TASK BRIEF: Tally the lines of the listing below that contain the string "dark". State only the number.

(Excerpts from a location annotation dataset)
====================

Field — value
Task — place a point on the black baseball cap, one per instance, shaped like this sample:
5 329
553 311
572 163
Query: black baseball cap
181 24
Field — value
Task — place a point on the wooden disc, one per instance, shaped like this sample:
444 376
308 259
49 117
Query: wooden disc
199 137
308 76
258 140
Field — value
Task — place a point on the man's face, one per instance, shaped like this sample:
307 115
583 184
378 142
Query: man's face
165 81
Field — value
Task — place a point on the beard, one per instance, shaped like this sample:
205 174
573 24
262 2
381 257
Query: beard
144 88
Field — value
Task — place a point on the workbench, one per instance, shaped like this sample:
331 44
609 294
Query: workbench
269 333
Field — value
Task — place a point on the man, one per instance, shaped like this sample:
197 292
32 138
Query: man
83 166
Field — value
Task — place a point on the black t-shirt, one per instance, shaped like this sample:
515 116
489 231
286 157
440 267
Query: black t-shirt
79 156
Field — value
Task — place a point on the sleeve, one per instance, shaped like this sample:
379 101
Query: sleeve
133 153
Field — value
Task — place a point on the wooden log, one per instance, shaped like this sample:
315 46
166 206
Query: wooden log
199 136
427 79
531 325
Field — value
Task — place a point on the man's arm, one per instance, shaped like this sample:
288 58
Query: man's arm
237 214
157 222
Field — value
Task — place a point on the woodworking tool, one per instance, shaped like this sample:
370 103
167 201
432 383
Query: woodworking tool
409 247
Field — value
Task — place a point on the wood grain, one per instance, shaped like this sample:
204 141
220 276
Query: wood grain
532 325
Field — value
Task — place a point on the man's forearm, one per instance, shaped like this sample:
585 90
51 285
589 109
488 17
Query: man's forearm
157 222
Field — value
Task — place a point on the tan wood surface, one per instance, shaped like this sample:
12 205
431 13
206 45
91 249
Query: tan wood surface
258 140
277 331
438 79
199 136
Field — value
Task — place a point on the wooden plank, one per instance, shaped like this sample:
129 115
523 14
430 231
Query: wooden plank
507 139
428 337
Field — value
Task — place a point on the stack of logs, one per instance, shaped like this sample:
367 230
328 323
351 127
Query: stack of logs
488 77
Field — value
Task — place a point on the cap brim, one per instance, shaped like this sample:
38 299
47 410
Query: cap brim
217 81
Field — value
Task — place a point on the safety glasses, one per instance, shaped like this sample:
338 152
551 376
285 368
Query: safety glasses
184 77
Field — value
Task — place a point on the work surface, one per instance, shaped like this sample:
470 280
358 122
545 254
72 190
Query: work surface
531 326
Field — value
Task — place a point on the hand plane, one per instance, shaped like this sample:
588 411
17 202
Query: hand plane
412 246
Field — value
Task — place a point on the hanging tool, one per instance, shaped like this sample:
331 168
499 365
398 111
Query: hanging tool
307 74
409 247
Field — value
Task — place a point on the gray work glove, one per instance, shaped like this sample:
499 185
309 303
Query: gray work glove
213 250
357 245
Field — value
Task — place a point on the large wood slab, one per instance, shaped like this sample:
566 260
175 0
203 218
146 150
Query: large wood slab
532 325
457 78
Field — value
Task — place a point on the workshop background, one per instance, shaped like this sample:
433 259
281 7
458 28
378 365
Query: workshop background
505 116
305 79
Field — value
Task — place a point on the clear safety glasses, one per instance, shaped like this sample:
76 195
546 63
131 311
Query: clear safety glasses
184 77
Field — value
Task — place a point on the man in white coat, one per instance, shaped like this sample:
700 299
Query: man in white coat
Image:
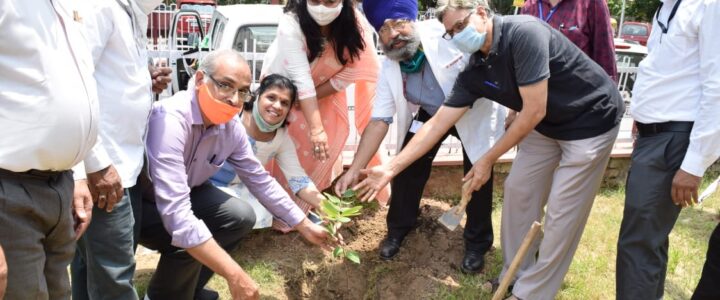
418 73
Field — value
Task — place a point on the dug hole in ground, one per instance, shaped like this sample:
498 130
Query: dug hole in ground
429 258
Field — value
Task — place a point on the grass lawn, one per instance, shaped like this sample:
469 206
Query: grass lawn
591 275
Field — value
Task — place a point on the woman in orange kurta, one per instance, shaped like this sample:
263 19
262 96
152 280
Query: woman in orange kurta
310 35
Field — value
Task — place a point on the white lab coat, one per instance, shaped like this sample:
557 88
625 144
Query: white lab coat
479 128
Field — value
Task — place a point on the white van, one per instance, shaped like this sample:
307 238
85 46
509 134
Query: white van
248 28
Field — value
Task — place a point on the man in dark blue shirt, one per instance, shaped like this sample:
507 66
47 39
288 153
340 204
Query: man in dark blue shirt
569 116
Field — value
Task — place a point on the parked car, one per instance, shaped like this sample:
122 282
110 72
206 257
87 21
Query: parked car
628 55
248 28
636 31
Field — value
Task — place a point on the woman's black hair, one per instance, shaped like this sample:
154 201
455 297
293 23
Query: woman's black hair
273 81
345 32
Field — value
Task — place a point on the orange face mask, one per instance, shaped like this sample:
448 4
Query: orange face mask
214 110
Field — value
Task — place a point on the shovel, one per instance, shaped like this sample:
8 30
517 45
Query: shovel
451 218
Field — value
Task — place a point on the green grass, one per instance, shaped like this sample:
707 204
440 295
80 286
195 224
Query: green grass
591 275
592 272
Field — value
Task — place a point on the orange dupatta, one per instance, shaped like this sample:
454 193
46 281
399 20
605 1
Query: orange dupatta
363 73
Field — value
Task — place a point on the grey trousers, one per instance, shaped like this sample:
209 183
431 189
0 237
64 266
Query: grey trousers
104 263
36 232
560 179
178 275
649 215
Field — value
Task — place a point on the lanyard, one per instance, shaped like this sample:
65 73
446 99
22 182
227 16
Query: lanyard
552 11
664 27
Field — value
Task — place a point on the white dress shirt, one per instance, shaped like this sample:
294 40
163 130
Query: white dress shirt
48 102
124 86
478 128
680 78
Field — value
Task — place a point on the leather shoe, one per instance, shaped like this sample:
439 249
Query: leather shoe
473 262
390 247
206 294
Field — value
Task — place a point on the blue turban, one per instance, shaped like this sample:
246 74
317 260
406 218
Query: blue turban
377 11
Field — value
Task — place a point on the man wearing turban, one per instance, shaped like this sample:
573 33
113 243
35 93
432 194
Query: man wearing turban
418 73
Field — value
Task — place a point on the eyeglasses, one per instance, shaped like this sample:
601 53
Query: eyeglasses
394 25
459 26
227 89
326 2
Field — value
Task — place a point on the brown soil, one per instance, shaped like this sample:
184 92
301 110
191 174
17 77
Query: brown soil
429 255
429 258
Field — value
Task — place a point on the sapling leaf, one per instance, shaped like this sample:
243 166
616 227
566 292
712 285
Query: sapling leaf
329 208
337 252
332 198
351 211
331 229
352 256
349 193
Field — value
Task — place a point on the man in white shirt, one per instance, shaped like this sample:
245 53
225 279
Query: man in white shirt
48 123
419 71
104 264
676 106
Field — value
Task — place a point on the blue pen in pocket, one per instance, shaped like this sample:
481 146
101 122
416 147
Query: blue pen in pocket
490 84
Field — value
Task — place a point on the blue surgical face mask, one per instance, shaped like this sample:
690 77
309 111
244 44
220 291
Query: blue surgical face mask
469 40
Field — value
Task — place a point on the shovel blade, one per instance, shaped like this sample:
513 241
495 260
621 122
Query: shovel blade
451 218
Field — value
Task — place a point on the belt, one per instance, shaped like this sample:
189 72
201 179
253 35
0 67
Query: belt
32 174
655 128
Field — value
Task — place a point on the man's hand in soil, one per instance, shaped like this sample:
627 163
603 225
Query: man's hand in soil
105 187
685 188
479 174
81 208
243 287
377 178
317 235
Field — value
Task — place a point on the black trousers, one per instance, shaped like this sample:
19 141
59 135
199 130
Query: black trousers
408 187
178 275
649 215
709 286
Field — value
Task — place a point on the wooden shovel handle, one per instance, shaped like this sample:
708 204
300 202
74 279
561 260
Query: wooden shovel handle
466 195
519 256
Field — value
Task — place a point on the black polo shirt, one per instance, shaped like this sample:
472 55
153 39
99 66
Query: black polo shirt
582 102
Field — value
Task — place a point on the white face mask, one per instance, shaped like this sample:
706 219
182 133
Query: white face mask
322 14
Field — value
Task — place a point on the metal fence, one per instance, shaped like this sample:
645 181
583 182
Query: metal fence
164 46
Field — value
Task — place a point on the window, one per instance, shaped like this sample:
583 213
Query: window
631 29
258 36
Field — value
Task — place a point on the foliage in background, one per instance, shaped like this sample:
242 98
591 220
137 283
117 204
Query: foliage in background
337 211
635 10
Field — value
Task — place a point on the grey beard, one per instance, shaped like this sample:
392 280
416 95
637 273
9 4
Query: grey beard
404 53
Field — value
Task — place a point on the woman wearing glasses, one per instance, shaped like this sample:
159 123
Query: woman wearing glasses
264 119
324 46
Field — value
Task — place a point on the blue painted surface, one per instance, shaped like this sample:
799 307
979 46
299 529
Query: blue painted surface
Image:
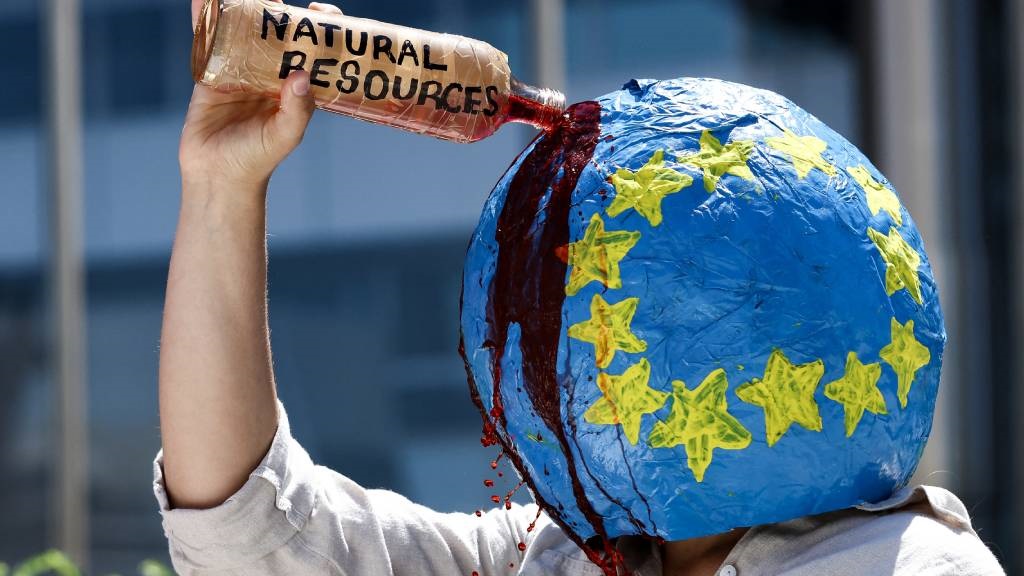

====================

RESULT OF THE EXERCISE: 2